[Items from a dataset]
________
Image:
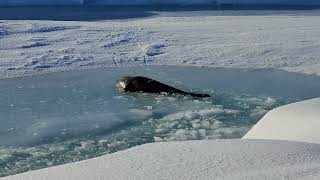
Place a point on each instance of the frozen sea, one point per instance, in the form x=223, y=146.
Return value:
x=57, y=118
x=64, y=117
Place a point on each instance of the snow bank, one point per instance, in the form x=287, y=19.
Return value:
x=295, y=122
x=246, y=159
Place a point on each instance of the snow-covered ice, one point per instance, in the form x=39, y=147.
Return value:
x=289, y=41
x=295, y=122
x=209, y=159
x=286, y=40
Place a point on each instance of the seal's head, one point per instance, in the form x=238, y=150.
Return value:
x=123, y=83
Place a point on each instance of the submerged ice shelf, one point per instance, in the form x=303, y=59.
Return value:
x=64, y=117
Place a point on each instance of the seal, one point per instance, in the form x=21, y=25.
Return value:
x=147, y=85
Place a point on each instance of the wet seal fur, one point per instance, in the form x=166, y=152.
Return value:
x=147, y=85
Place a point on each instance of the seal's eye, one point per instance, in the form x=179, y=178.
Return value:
x=121, y=85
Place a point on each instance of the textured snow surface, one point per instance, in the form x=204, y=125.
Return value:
x=156, y=2
x=296, y=122
x=218, y=159
x=288, y=41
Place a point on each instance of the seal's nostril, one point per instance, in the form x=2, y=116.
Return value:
x=121, y=85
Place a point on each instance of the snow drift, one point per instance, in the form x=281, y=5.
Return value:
x=294, y=122
x=157, y=2
x=246, y=159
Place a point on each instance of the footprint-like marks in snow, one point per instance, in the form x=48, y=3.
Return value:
x=153, y=49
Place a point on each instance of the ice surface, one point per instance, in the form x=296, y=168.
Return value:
x=59, y=118
x=248, y=39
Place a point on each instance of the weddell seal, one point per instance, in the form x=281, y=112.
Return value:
x=147, y=85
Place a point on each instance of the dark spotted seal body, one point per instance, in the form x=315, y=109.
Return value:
x=147, y=85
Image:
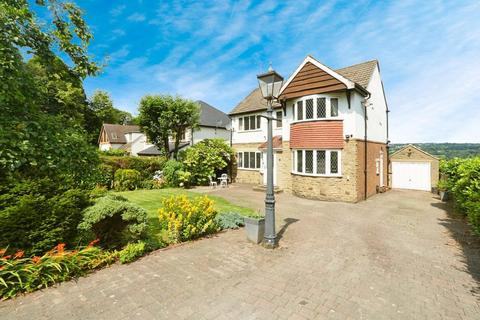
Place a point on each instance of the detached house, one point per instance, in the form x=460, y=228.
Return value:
x=330, y=138
x=214, y=124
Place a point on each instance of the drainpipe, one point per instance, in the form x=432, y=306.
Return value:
x=365, y=105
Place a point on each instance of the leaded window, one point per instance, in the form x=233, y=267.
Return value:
x=321, y=108
x=300, y=110
x=334, y=162
x=308, y=161
x=334, y=107
x=321, y=160
x=309, y=109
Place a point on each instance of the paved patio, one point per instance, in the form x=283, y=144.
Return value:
x=396, y=256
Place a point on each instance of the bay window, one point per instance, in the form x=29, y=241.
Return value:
x=316, y=108
x=249, y=160
x=317, y=162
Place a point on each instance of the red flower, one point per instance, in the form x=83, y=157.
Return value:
x=36, y=259
x=60, y=247
x=92, y=243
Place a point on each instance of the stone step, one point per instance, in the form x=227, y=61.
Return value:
x=263, y=188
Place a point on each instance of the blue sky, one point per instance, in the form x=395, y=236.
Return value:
x=429, y=53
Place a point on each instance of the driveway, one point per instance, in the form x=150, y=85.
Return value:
x=397, y=255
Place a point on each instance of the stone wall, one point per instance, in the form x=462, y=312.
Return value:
x=331, y=188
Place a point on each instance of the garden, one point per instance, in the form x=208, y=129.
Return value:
x=65, y=208
x=460, y=179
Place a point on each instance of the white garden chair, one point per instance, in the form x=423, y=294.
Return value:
x=213, y=184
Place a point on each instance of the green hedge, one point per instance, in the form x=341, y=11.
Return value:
x=463, y=181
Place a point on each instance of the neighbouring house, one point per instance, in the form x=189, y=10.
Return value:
x=214, y=124
x=331, y=137
x=412, y=168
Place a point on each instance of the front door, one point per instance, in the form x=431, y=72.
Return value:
x=264, y=168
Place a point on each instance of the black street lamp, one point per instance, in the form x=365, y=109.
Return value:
x=270, y=84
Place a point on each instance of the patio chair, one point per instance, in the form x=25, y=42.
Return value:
x=213, y=184
x=224, y=180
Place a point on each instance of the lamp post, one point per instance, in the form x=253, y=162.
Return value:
x=270, y=84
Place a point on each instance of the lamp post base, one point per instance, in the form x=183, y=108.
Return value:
x=269, y=243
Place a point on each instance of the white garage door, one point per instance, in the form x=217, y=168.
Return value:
x=411, y=175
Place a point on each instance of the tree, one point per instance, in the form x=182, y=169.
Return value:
x=36, y=140
x=164, y=117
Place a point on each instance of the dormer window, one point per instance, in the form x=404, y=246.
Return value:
x=316, y=108
x=249, y=123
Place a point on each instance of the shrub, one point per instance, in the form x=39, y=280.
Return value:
x=20, y=274
x=230, y=220
x=147, y=166
x=36, y=215
x=114, y=221
x=173, y=173
x=132, y=252
x=208, y=158
x=463, y=180
x=184, y=220
x=127, y=179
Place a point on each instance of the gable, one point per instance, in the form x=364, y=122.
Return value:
x=311, y=80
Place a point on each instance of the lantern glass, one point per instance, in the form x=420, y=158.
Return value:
x=270, y=84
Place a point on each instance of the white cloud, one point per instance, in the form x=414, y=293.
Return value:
x=136, y=17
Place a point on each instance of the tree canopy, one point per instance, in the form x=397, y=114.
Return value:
x=165, y=117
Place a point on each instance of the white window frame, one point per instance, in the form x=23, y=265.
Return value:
x=327, y=163
x=242, y=127
x=258, y=166
x=328, y=107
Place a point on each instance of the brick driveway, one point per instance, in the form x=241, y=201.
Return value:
x=396, y=256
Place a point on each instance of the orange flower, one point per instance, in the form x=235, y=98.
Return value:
x=36, y=259
x=92, y=243
x=60, y=247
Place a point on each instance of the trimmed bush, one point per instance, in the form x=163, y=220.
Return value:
x=183, y=219
x=208, y=158
x=230, y=220
x=114, y=221
x=147, y=166
x=127, y=179
x=36, y=215
x=132, y=252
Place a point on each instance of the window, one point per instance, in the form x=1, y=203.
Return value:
x=309, y=109
x=334, y=107
x=249, y=123
x=318, y=108
x=279, y=119
x=249, y=160
x=300, y=110
x=317, y=162
x=321, y=108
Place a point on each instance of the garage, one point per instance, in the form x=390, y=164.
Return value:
x=414, y=169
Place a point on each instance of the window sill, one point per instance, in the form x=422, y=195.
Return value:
x=322, y=119
x=317, y=175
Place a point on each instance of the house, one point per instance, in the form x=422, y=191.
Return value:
x=412, y=168
x=213, y=124
x=330, y=137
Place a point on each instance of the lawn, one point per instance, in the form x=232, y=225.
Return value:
x=151, y=200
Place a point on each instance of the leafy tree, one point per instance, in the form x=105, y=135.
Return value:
x=164, y=117
x=208, y=158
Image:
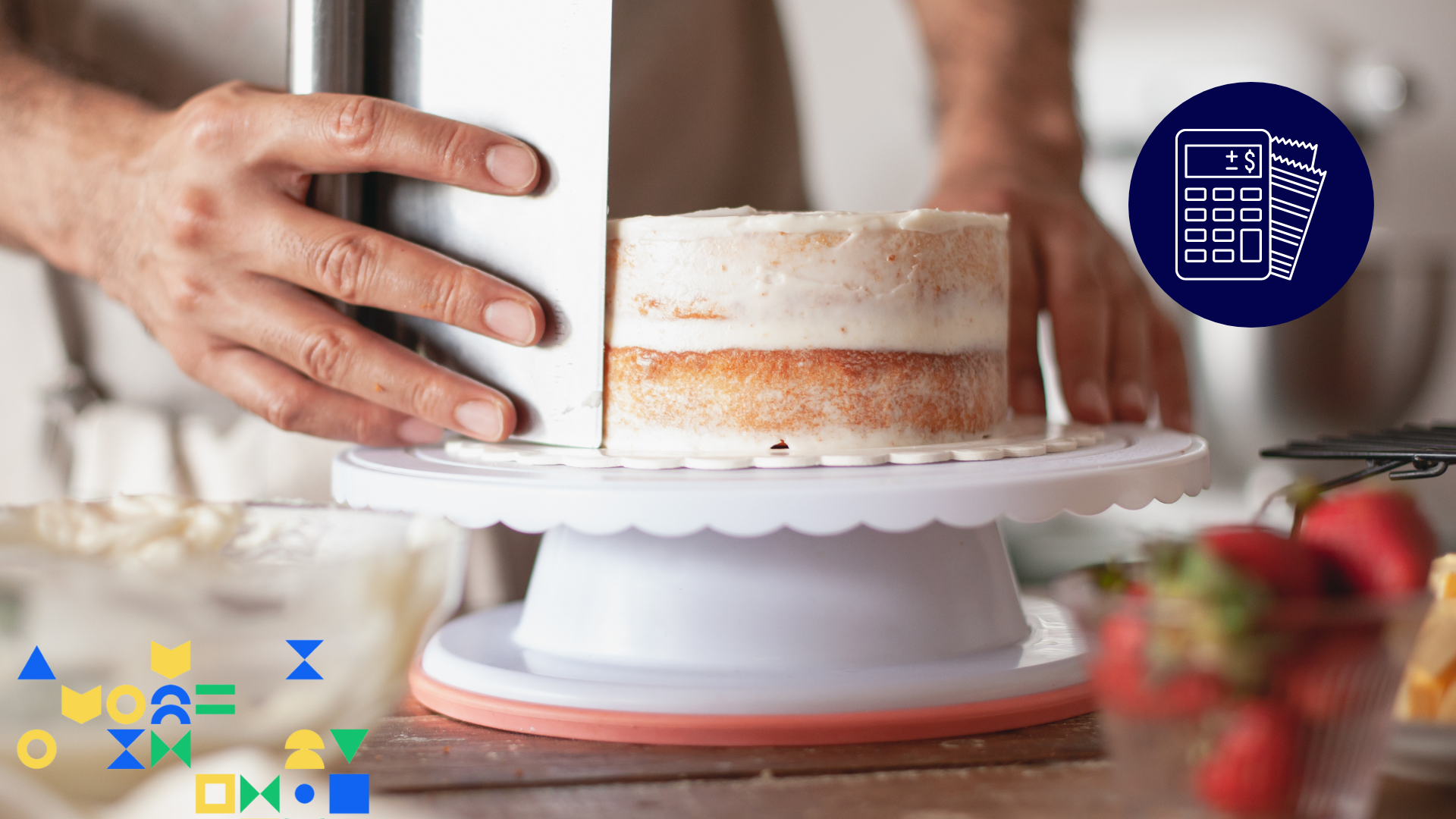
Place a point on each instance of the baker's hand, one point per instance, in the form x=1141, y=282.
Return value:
x=1114, y=349
x=210, y=242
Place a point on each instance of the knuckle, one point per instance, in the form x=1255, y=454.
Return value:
x=327, y=354
x=209, y=118
x=346, y=265
x=191, y=218
x=284, y=410
x=188, y=292
x=356, y=123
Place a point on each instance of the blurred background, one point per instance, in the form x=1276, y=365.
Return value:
x=1376, y=354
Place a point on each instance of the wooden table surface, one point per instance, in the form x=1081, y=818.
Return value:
x=422, y=760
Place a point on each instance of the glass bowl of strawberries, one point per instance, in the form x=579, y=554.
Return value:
x=1245, y=673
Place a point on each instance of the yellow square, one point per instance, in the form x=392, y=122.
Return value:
x=213, y=799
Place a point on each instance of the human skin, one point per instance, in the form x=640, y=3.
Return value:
x=1009, y=143
x=196, y=219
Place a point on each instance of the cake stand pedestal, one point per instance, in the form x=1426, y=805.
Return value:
x=767, y=607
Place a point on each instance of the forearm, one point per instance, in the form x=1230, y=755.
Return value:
x=1003, y=86
x=63, y=145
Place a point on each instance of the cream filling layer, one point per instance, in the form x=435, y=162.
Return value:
x=739, y=221
x=954, y=328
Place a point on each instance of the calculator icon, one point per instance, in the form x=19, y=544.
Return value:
x=1223, y=205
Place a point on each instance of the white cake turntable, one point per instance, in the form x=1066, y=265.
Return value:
x=767, y=607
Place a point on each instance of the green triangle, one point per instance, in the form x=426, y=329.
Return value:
x=182, y=749
x=350, y=741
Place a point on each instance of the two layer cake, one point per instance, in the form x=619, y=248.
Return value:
x=734, y=330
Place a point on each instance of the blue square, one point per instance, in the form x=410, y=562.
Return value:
x=348, y=793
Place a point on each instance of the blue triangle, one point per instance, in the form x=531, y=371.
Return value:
x=36, y=668
x=305, y=648
x=305, y=670
x=126, y=763
x=126, y=736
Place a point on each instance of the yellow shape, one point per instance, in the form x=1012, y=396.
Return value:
x=305, y=758
x=22, y=748
x=80, y=707
x=1446, y=588
x=303, y=738
x=221, y=798
x=1446, y=711
x=139, y=704
x=1423, y=694
x=172, y=662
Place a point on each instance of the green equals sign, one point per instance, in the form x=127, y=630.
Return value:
x=215, y=691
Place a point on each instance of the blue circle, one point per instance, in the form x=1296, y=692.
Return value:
x=1307, y=257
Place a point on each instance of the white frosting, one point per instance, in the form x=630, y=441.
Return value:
x=737, y=221
x=702, y=281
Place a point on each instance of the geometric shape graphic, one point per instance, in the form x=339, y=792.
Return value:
x=171, y=691
x=348, y=793
x=172, y=662
x=308, y=744
x=139, y=704
x=126, y=761
x=22, y=748
x=216, y=793
x=348, y=741
x=182, y=749
x=305, y=648
x=80, y=707
x=36, y=668
x=215, y=691
x=248, y=793
x=184, y=719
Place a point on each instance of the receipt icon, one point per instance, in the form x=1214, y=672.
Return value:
x=1244, y=200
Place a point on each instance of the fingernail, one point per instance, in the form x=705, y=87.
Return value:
x=511, y=165
x=1028, y=395
x=511, y=321
x=1131, y=398
x=482, y=419
x=417, y=430
x=1092, y=397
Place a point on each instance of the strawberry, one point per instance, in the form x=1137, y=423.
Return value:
x=1254, y=765
x=1286, y=567
x=1120, y=676
x=1378, y=539
x=1324, y=679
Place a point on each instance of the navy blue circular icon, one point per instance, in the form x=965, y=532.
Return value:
x=1251, y=205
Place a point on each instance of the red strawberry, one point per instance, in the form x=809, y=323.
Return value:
x=1254, y=764
x=1378, y=539
x=1285, y=566
x=1324, y=679
x=1122, y=681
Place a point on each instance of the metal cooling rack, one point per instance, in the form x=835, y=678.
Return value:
x=1427, y=450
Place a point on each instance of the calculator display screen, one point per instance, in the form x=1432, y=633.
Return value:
x=1223, y=161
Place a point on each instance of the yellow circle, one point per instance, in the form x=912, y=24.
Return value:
x=22, y=748
x=137, y=698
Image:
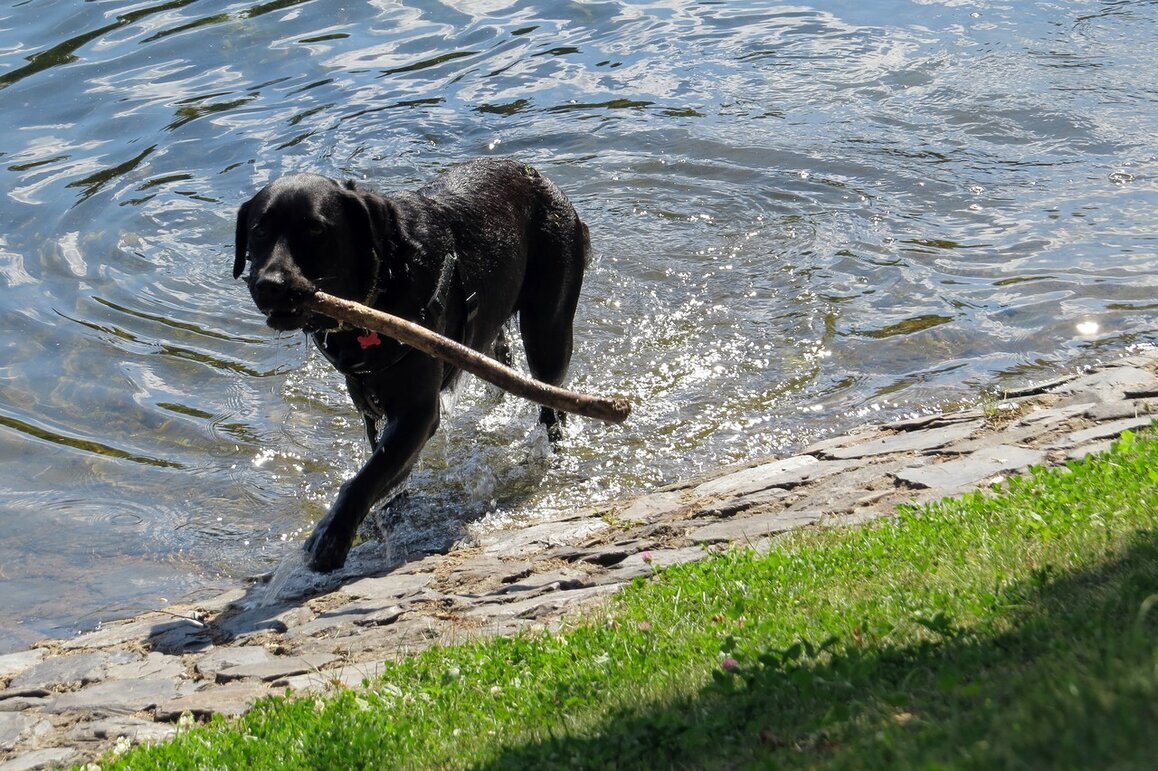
________
- [The task] Gather every line in the rows above that contains the word "shape", and copy each one out in full.

- [Full output]
Place a point on each instance of the yellow shape, one point per instance, in the form x=1012, y=396.
Place a point on each instance of the geometric shape graphic, one point per instance, in the form x=339, y=792.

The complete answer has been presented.